### Выбранный отрывок

Хотя французский диск – уже совсем что-то из разряда небывальщины. О подобном можно было только мечтать! Обычный советский ребенок знакомился с песнями Высоцкого на отечественных магнитофонах, тех, что нещадно скрипели при воспроизведении записей. Но это еще полбеды. Хуже, что сами записи являлись копиями какого-то совершенно немыслимого количества перезаписываний. А потому – шипели и заедали.
Дмитрий Дарин: В моем раннем детстве был такой большой магнитофон – скошенный, желтый. Сверху – бобины с пленкой. У отца, помню, был записан Высоцкий – в том числе песня про Лукоморье. Меня она тогда буквально завораживала – такая вот необычная сказка. Хотя я даже не знал, кто это поет. Это уже потом я услышал среди мальчишек во дворе про Высоцкого. Помню, что все это жуткое шипение на записи делало ее еще более интересной и загадочной. Думаю, так Высоцкого и слушали везде в народе – через этот скрип на записи.

### Данные к заданию
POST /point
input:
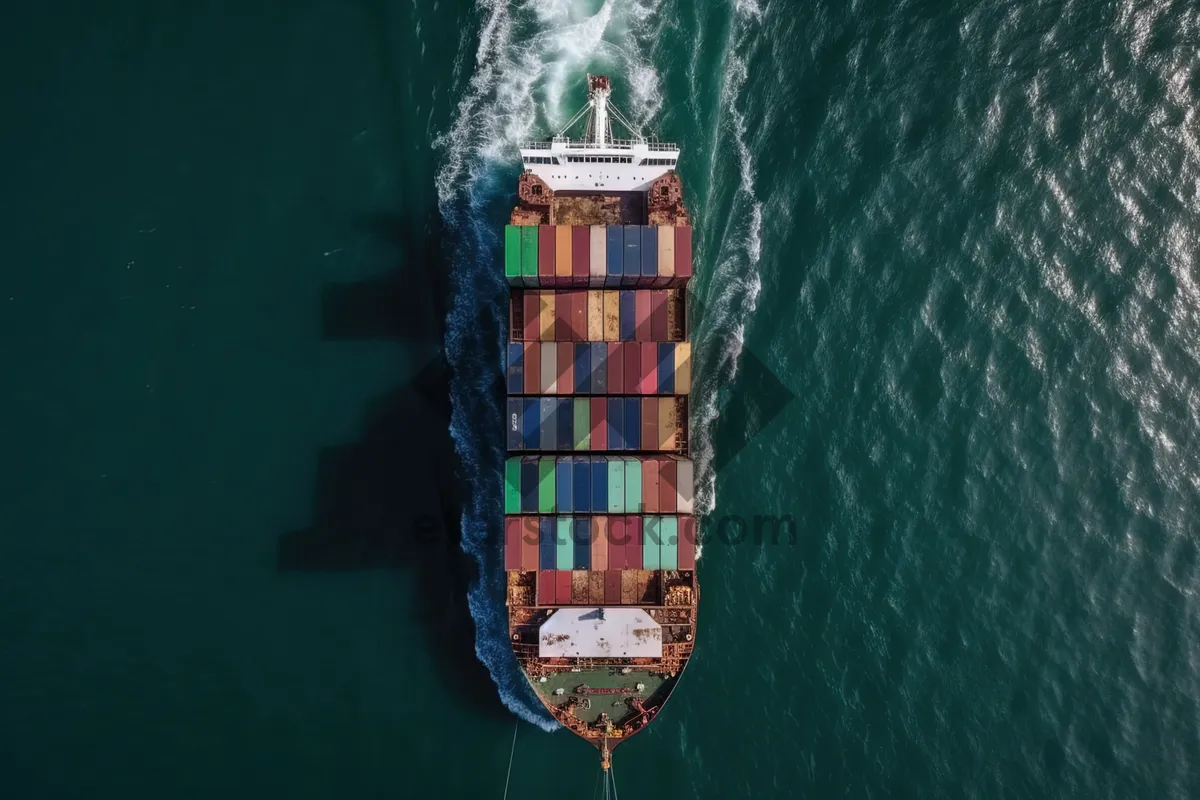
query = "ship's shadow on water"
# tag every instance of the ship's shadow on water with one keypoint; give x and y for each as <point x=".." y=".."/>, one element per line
<point x="394" y="498"/>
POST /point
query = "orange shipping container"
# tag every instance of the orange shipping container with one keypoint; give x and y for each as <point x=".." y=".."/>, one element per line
<point x="595" y="317"/>
<point x="599" y="542"/>
<point x="611" y="317"/>
<point x="563" y="257"/>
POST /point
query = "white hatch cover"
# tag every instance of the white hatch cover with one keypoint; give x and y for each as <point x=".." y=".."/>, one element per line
<point x="600" y="633"/>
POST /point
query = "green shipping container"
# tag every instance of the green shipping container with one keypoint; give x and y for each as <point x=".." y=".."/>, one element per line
<point x="634" y="487"/>
<point x="564" y="543"/>
<point x="546" y="486"/>
<point x="529" y="252"/>
<point x="582" y="414"/>
<point x="513" y="253"/>
<point x="616" y="486"/>
<point x="652" y="534"/>
<point x="513" y="486"/>
<point x="669" y="551"/>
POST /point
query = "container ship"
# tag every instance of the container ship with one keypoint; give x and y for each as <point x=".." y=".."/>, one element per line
<point x="599" y="525"/>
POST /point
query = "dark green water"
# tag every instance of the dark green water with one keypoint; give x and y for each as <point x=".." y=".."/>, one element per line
<point x="251" y="330"/>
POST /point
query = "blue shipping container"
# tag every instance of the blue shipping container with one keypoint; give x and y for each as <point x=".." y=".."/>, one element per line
<point x="563" y="481"/>
<point x="613" y="256"/>
<point x="616" y="423"/>
<point x="565" y="426"/>
<point x="516" y="437"/>
<point x="546" y="423"/>
<point x="581" y="483"/>
<point x="582" y="542"/>
<point x="599" y="483"/>
<point x="633" y="423"/>
<point x="627" y="316"/>
<point x="631" y="264"/>
<point x="582" y="367"/>
<point x="516" y="370"/>
<point x="546" y="549"/>
<point x="599" y="367"/>
<point x="651" y="252"/>
<point x="666" y="367"/>
<point x="529" y="486"/>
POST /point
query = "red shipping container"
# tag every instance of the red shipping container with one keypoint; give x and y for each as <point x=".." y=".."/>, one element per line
<point x="669" y="481"/>
<point x="649" y="422"/>
<point x="565" y="367"/>
<point x="581" y="254"/>
<point x="598" y="409"/>
<point x="642" y="316"/>
<point x="599" y="542"/>
<point x="563" y="587"/>
<point x="651" y="485"/>
<point x="617" y="542"/>
<point x="683" y="254"/>
<point x="532" y="376"/>
<point x="616" y="368"/>
<point x="546" y="588"/>
<point x="580" y="314"/>
<point x="532" y="316"/>
<point x="546" y="256"/>
<point x="612" y="587"/>
<point x="513" y="542"/>
<point x="648" y="382"/>
<point x="633" y="542"/>
<point x="633" y="367"/>
<point x="659" y="316"/>
<point x="528" y="542"/>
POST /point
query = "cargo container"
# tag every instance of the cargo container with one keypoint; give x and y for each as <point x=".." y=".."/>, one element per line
<point x="513" y="254"/>
<point x="687" y="542"/>
<point x="599" y="542"/>
<point x="615" y="250"/>
<point x="616" y="371"/>
<point x="582" y="534"/>
<point x="581" y="423"/>
<point x="633" y="486"/>
<point x="595" y="316"/>
<point x="599" y="368"/>
<point x="683" y="254"/>
<point x="631" y="263"/>
<point x="598" y="408"/>
<point x="529" y="256"/>
<point x="598" y="260"/>
<point x="651" y="468"/>
<point x="648" y="379"/>
<point x="563" y="587"/>
<point x="612" y="587"/>
<point x="564" y="543"/>
<point x="513" y="542"/>
<point x="649" y="256"/>
<point x="532" y="370"/>
<point x="666" y="368"/>
<point x="581" y="254"/>
<point x="651" y="542"/>
<point x="546" y="549"/>
<point x="562" y="256"/>
<point x="659" y="331"/>
<point x="666" y="258"/>
<point x="564" y="380"/>
<point x="641" y="316"/>
<point x="669" y="548"/>
<point x="546" y="256"/>
<point x="528" y="543"/>
<point x="611" y="306"/>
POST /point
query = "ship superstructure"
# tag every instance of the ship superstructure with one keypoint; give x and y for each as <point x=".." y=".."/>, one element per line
<point x="600" y="539"/>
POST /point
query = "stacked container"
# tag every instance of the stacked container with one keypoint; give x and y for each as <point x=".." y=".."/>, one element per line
<point x="599" y="492"/>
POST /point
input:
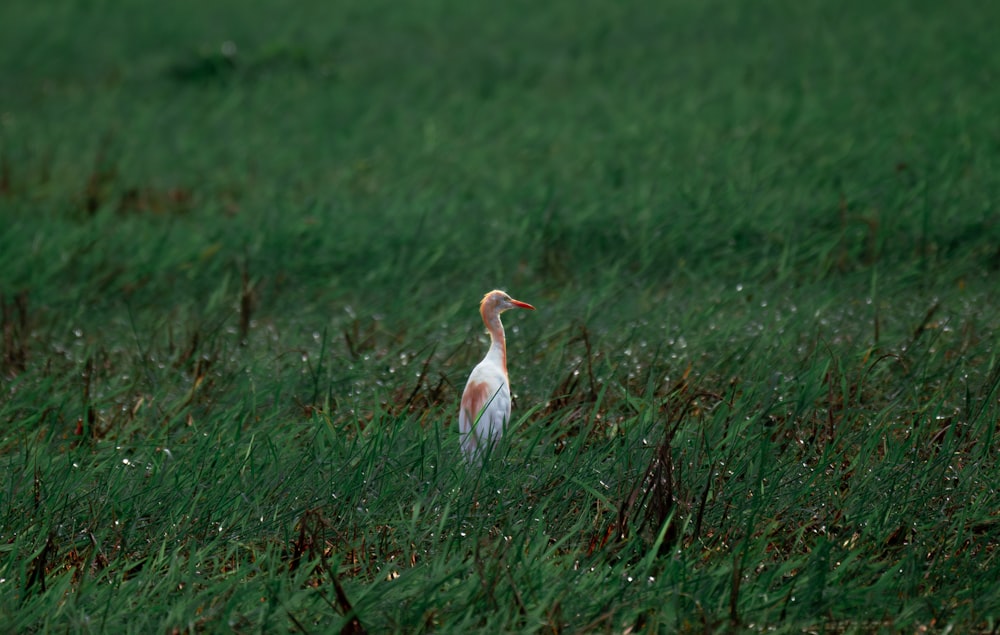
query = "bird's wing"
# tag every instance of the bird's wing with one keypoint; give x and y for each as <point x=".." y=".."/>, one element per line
<point x="484" y="410"/>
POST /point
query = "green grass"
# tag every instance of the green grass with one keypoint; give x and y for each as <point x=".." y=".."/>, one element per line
<point x="242" y="250"/>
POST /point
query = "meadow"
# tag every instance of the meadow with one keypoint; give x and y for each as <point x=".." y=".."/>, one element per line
<point x="241" y="256"/>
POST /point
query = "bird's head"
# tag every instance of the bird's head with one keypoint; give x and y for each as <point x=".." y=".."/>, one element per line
<point x="496" y="302"/>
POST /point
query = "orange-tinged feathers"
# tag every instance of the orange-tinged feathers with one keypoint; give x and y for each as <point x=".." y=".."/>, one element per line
<point x="485" y="406"/>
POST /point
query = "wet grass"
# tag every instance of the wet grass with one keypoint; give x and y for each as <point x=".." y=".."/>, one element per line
<point x="242" y="253"/>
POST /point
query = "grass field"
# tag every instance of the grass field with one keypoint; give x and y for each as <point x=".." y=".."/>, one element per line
<point x="242" y="250"/>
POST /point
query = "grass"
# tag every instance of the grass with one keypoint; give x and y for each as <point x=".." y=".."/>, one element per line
<point x="242" y="252"/>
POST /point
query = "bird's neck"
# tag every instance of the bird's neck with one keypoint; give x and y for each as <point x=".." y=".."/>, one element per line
<point x="498" y="343"/>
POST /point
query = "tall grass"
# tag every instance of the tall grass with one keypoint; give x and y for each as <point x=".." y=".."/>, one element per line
<point x="242" y="251"/>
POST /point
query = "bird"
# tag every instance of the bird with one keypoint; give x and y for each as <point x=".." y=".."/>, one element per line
<point x="485" y="407"/>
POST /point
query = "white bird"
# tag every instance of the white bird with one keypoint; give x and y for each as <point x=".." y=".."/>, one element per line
<point x="485" y="405"/>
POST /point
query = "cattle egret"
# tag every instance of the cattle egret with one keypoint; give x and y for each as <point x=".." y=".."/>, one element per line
<point x="485" y="405"/>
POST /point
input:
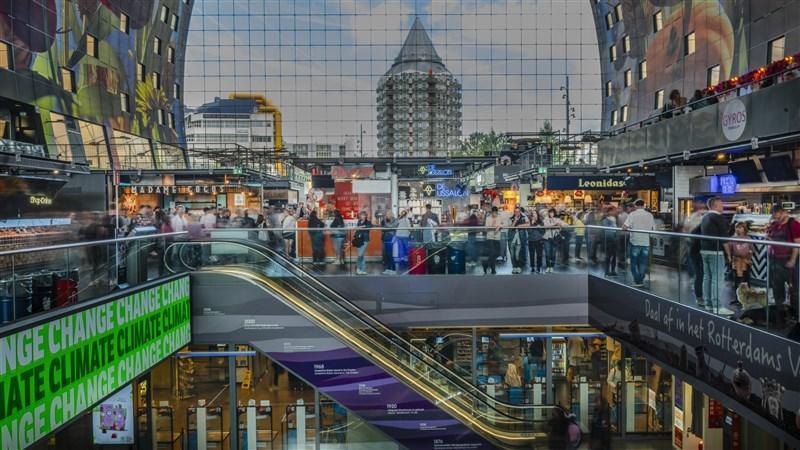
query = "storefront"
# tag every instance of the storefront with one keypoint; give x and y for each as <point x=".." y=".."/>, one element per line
<point x="194" y="193"/>
<point x="587" y="191"/>
<point x="586" y="370"/>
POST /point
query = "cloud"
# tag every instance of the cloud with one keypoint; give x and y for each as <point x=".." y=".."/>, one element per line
<point x="321" y="61"/>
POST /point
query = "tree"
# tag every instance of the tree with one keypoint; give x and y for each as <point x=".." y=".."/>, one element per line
<point x="480" y="143"/>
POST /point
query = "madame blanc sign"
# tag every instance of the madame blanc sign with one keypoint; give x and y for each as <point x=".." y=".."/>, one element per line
<point x="53" y="372"/>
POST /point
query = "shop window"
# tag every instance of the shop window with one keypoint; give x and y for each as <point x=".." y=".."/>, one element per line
<point x="133" y="152"/>
<point x="91" y="46"/>
<point x="776" y="49"/>
<point x="124" y="23"/>
<point x="164" y="14"/>
<point x="68" y="79"/>
<point x="659" y="99"/>
<point x="658" y="21"/>
<point x="125" y="102"/>
<point x="95" y="146"/>
<point x="712" y="76"/>
<point x="6" y="56"/>
<point x="689" y="44"/>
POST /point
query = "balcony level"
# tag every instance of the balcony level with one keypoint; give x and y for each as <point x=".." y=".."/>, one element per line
<point x="740" y="121"/>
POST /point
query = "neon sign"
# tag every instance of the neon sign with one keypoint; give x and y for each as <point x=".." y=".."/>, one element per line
<point x="430" y="170"/>
<point x="727" y="184"/>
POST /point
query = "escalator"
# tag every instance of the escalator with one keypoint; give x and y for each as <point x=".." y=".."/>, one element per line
<point x="408" y="394"/>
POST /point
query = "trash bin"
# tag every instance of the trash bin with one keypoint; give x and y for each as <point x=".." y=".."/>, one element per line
<point x="42" y="287"/>
<point x="416" y="260"/>
<point x="6" y="301"/>
<point x="456" y="258"/>
<point x="23" y="295"/>
<point x="437" y="259"/>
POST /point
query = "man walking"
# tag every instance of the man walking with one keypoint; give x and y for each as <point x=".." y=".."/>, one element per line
<point x="713" y="252"/>
<point x="639" y="219"/>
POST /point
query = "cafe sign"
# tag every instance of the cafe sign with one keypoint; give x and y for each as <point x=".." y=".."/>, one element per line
<point x="443" y="190"/>
<point x="197" y="189"/>
<point x="600" y="183"/>
<point x="430" y="170"/>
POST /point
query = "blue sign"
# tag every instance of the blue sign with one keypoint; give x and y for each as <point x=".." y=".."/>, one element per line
<point x="430" y="170"/>
<point x="727" y="184"/>
<point x="444" y="191"/>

### Письменное задание A
Назовите все прилагательные, которыми Дмитрий Дарин в отрывке о записях Высоцкого описывает магнитофон из своего раннего детства.
### Письменное задание B
Выпишите из записей каждую строку, где встречается слово «head».

### Результат упражнения A
большой, скошенный, желтый

### Результат упражнения B
query = "bird's head"
# tag every instance of the bird's head with one keypoint; give x and y for each as <point x=".." y=".."/>, one element per line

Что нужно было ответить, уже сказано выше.